§ **EXERCISE DETAILS**: Reproduce only the lines that run from the line with "Point out the white trim" to the last line of the material, both ends included, exactly as they appear.

§ **DATASET RECORDS**:
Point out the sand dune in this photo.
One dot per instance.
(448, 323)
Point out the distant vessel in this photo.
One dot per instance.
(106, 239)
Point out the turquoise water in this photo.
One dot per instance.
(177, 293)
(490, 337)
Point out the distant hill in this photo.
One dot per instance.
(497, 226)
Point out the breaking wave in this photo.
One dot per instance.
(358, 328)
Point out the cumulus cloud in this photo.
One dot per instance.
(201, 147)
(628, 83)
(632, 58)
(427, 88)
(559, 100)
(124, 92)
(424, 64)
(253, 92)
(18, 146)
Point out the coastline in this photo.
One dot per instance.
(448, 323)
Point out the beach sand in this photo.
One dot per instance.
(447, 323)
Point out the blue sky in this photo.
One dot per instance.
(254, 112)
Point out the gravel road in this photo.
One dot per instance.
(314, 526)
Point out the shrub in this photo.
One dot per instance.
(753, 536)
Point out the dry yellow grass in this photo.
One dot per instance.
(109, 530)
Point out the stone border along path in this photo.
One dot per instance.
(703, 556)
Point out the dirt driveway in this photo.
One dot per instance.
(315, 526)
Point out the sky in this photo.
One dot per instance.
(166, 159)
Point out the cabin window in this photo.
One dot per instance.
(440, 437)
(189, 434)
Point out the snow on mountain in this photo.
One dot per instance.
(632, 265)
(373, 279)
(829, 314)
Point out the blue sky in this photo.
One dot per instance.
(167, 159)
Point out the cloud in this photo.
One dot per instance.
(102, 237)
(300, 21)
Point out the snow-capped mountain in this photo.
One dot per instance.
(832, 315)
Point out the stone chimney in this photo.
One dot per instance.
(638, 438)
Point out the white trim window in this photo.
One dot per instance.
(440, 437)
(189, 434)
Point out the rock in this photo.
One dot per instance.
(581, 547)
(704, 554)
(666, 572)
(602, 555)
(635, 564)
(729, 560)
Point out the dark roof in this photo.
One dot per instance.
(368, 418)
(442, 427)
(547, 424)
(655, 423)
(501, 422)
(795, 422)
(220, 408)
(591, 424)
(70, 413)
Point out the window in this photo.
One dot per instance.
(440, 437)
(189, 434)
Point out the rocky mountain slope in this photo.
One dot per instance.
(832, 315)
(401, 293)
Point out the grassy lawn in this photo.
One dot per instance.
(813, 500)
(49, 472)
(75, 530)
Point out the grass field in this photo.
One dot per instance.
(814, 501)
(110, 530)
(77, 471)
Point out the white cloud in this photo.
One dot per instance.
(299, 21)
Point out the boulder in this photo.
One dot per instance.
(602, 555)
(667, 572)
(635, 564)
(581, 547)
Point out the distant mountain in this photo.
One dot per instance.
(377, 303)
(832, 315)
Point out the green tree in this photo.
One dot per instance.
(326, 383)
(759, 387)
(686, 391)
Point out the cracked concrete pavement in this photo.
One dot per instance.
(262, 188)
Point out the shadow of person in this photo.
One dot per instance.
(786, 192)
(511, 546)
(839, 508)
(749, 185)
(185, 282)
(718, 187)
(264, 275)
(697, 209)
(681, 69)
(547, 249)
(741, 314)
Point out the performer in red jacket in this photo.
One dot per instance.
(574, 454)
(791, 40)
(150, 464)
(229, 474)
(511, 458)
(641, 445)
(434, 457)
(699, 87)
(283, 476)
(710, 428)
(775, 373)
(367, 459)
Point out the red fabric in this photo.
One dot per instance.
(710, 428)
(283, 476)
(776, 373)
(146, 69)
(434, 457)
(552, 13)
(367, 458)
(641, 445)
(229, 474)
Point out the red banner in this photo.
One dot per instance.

§ **OUTPUT**:
Point out the white trim window in this photo.
One dot per instance.
(440, 437)
(189, 434)
Point out the rock in this photo.
One dot per instance.
(581, 547)
(704, 554)
(666, 572)
(602, 555)
(635, 564)
(729, 560)
Point out the dark roof in this photo.
One dot per instance.
(368, 418)
(442, 427)
(547, 424)
(655, 423)
(501, 422)
(795, 422)
(220, 408)
(591, 424)
(70, 413)
Point out the window in this photo.
One dot per instance.
(440, 437)
(189, 434)
Point out the rocky mountain slope in this photo.
One dot per instance.
(832, 315)
(401, 293)
Point out the grassy lawn in this photo.
One dot per instance.
(813, 500)
(49, 472)
(75, 530)
Point out the grass field in this photo.
One dot per instance.
(814, 501)
(110, 530)
(77, 471)
Point out the white cloud in this photo.
One dot per instance.
(299, 21)
Point out the boulder in this photo.
One dot per instance.
(602, 555)
(667, 572)
(635, 564)
(581, 547)
Point out the distant mountain in this photo.
One dot per instance.
(377, 303)
(832, 315)
Point out the green tree in this photo.
One dot per instance.
(326, 383)
(759, 387)
(686, 391)
Point out the cracked concrete pavement in this photo.
One dot per instance.
(262, 188)
Point out the shadow of person in this photo.
One dot per instance.
(786, 192)
(511, 546)
(839, 508)
(749, 185)
(185, 282)
(718, 187)
(264, 275)
(697, 209)
(681, 69)
(547, 249)
(741, 314)
Point out the performer in red jacket in this photo.
One dot per instance.
(574, 454)
(791, 40)
(150, 464)
(229, 474)
(511, 458)
(641, 445)
(434, 457)
(699, 87)
(283, 476)
(710, 428)
(775, 373)
(367, 459)
Point out the red fabric in this photo.
One dot per instance.
(710, 428)
(283, 476)
(776, 373)
(146, 69)
(434, 457)
(552, 13)
(367, 458)
(641, 445)
(229, 474)
Point out the red banner in this photo.
One dot per instance.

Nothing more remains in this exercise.